In the article on Trumpcare below, what is the name of the legislation Tom Price proposed?

BEGIN Selected passage

Here’s How Trumpcare Will (Not) Work

President-elect Donald Trump is expected to appoint U.S. Representative Tom Price, a Republican from Indiana, to oversee the Department of Health and Human Services. Rep. Price has filed legislation that would repeal and replace Obamacare for years. With Trump in the White House, his plan has a good chance of moving forward.

So what would Rep. Price’s and, by association, Trump’s health care plan look like? Here’s Rep. Price’s plan as previously filed in Congress and described by The New York Times:

The legislation Mr. Price has proposed, the Empowering Patients First Act, would repeal the Affordable Care Act and offer age-adjusted tax credits for the purchase of individual and family health insurance policies.

The bill would create incentives for people to contribute to health savings accounts; offer grants to states to subsidize insurance for “high-risk populations”; allow insurers licensed in one state to sell policies to residents of others; and authorize business and professional groups to provide coverage to members through “association health plans.”

How does this change Obamacare?

Under Trumpcare, there will be no subsidies to help pay for your monthly premium. Instead, at the end of the year, you’d get tax credits depending on your age. Of course, you can already write off medical expenses on your taxes. If you can’t afford the premiums without a subsidy, however, you’re back where we started before Obamacare – that is, without health insurance.

Trumpcare would also urge citizens to invest in Health Savings Accounts (HSA), which allow you to put pre-tax income into an account that you can then use to pay medical bills. I just hope you make enough you can contribute.

Republicans, in their misplaced belief that the “free market” leads to lower prices, more efficiency and better outcomes, also claim that allowing insurance companies offer plans across state lines will bring prices low enough for the non-wealthy to afford. Don’t get your hopes up. (It’s as if Blue Cross Blue Shield didn’t already have plans all over the country.)

So, there you go: Under Trumpcare, you’ll pay upfront for your premiums and other health care costs (assuming you can afford them) and get tax credits at the end of the year. You can also add money to a HSA (if you can afford to) to pay those upfront costs.

Otherwise, you’re out of luck.

As former U.S. Rep. Alan Grayson said years ago, the Republican health care plan is, “Die fast.”

END Selected passage
BEGIN Data under study

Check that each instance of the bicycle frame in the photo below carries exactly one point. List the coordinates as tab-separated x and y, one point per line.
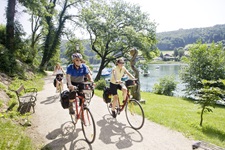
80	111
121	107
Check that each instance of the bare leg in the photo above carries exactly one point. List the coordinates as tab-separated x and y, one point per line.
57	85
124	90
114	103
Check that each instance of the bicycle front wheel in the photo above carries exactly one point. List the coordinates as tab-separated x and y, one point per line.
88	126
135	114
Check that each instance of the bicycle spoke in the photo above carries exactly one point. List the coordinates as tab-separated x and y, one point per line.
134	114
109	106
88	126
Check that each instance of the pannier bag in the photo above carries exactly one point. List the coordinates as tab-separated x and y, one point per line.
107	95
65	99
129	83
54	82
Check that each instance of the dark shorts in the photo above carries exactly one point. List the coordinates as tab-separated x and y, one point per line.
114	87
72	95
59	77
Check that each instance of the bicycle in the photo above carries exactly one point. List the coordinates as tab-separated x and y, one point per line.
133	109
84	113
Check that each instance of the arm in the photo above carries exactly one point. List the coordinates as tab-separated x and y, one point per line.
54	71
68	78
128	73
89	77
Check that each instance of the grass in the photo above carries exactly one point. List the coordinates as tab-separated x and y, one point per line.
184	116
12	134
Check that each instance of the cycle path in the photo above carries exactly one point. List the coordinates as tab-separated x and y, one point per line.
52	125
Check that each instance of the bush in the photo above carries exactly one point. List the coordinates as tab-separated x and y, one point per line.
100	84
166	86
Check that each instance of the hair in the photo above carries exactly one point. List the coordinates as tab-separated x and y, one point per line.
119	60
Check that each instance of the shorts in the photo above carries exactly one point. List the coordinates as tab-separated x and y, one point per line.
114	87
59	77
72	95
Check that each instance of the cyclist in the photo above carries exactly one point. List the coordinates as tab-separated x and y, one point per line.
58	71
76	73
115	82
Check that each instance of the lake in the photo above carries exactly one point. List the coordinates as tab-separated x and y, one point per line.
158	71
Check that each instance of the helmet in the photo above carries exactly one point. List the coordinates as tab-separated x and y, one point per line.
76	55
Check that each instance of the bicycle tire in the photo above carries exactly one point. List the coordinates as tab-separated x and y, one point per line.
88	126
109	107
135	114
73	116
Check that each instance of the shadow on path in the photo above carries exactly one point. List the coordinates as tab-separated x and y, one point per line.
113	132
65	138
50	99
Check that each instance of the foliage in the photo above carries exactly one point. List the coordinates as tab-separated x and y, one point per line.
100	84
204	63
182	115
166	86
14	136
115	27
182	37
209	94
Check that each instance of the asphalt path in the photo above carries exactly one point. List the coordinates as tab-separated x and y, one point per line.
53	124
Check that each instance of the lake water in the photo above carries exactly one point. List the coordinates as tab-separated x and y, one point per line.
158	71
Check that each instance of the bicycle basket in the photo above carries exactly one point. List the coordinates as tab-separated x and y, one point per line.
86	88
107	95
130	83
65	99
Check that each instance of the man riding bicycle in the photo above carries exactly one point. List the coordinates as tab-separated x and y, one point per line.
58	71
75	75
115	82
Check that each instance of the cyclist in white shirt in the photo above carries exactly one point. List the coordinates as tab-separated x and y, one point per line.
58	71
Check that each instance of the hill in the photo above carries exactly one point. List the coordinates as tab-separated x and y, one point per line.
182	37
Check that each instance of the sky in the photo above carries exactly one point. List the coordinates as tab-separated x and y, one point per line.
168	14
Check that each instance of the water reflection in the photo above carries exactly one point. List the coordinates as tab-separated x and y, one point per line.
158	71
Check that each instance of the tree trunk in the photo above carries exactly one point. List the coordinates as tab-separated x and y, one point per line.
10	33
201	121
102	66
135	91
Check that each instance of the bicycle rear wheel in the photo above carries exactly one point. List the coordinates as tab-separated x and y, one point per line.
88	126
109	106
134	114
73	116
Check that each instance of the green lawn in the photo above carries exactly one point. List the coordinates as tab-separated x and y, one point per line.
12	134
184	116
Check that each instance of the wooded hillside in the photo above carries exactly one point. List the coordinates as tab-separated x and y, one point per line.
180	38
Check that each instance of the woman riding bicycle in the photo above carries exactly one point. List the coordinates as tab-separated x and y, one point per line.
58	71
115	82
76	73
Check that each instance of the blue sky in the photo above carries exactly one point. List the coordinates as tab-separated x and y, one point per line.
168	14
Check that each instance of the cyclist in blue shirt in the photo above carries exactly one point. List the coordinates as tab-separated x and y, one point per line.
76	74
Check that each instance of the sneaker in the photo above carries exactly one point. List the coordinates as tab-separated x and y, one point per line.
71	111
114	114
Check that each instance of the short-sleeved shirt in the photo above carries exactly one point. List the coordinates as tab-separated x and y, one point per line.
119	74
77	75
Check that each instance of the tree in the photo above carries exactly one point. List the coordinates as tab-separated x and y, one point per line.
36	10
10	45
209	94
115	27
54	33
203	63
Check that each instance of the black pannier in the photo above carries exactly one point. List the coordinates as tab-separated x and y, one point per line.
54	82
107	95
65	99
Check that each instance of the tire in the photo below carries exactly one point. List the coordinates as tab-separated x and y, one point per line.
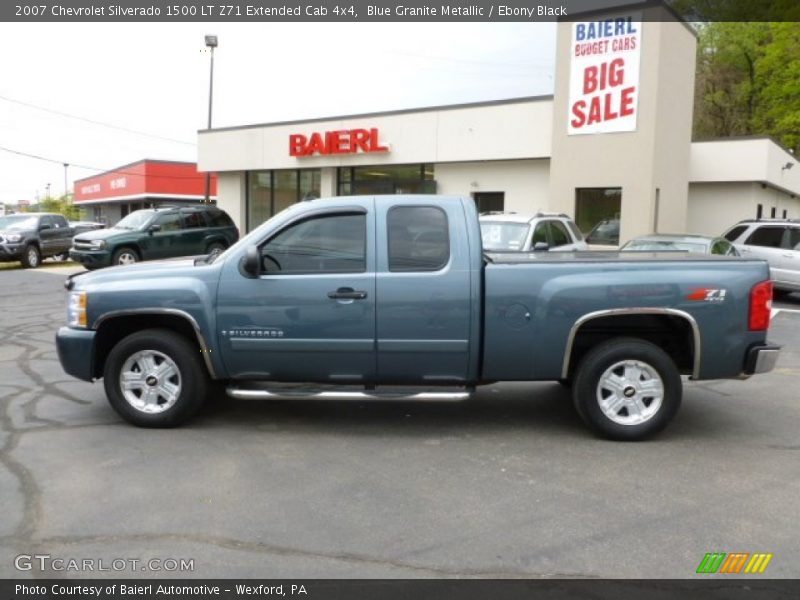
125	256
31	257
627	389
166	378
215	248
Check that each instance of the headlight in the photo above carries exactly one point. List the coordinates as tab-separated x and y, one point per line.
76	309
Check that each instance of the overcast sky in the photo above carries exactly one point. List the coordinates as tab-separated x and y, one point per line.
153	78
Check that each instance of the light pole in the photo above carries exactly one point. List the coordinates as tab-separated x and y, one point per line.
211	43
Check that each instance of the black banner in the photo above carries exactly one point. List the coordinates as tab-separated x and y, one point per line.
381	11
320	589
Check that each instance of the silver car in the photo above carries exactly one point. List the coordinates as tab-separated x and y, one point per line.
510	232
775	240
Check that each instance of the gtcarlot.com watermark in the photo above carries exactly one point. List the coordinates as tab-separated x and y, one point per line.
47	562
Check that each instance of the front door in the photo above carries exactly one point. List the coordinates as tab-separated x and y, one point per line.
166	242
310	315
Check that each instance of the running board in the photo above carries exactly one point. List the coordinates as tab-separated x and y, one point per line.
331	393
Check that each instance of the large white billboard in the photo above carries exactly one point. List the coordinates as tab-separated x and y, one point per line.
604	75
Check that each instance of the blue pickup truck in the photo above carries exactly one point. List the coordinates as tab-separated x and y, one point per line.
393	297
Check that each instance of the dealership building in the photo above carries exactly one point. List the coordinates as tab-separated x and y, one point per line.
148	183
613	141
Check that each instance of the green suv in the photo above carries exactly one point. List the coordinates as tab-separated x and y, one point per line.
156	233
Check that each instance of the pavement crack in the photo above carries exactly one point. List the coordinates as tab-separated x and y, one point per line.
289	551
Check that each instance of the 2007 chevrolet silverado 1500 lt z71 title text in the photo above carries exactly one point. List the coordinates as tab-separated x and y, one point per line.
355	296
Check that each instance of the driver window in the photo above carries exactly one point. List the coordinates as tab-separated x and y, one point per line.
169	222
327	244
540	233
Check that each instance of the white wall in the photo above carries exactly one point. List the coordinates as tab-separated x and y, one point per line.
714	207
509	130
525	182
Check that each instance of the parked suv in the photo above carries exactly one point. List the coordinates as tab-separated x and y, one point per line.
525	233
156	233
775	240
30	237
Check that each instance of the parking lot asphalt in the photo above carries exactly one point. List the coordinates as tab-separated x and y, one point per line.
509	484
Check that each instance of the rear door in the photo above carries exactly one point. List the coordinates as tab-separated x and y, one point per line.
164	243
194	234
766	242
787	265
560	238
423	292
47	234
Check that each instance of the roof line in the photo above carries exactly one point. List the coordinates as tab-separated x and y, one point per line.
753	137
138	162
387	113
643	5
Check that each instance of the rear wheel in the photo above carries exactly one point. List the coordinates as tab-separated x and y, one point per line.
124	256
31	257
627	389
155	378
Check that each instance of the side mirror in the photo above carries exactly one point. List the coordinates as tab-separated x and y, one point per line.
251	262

END Data under study

### Result of this exercise
The Empowering Patients First Act.